> [EXTRACTED ENTRIES]
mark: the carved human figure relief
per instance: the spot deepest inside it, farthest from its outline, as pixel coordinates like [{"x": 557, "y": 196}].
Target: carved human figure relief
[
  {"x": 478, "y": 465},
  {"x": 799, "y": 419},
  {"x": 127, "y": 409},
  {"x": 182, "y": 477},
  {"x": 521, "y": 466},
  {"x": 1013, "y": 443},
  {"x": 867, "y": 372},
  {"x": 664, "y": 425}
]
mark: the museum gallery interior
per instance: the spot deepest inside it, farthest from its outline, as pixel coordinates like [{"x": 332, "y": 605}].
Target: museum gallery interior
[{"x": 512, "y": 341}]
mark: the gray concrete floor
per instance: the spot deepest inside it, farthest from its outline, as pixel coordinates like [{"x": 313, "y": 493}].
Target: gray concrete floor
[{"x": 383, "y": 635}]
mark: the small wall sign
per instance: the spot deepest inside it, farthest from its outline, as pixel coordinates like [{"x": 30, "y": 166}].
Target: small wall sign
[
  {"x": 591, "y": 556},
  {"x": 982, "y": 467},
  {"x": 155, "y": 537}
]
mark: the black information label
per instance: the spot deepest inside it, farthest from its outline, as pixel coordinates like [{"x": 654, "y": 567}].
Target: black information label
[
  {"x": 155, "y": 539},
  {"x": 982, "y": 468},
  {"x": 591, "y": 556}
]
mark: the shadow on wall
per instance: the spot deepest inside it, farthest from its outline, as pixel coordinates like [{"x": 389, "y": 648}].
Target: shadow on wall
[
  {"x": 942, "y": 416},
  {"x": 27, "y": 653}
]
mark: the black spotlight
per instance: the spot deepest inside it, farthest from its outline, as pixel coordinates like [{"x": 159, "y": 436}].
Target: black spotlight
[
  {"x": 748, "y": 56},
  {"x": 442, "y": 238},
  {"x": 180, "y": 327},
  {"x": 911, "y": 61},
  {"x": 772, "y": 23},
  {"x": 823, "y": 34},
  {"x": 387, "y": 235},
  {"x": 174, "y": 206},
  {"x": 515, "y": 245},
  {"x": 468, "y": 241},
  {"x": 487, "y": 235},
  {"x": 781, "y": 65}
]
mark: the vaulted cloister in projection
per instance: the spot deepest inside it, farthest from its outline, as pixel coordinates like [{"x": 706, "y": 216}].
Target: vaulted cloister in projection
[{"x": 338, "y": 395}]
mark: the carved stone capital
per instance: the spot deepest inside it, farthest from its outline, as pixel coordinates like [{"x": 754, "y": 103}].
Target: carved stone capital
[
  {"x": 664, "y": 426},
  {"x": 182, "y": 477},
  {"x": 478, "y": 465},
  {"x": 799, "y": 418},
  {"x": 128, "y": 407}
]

> [TASK DESCRIPTION] Repeat the listing from the line containing "mark: the carved stone capital" through its last line, renaming "carved stone capital" to "sculpted stone capital" and changing nothing else.

> [EXERCISE SOLUTION]
mark: the sculpted stone capital
per instance: the spot deepest inside it, farthest from its outline, as pixel coordinates like [{"x": 754, "y": 103}].
Target: sculpted stone capital
[
  {"x": 664, "y": 426},
  {"x": 182, "y": 477},
  {"x": 478, "y": 465},
  {"x": 799, "y": 418},
  {"x": 128, "y": 407}
]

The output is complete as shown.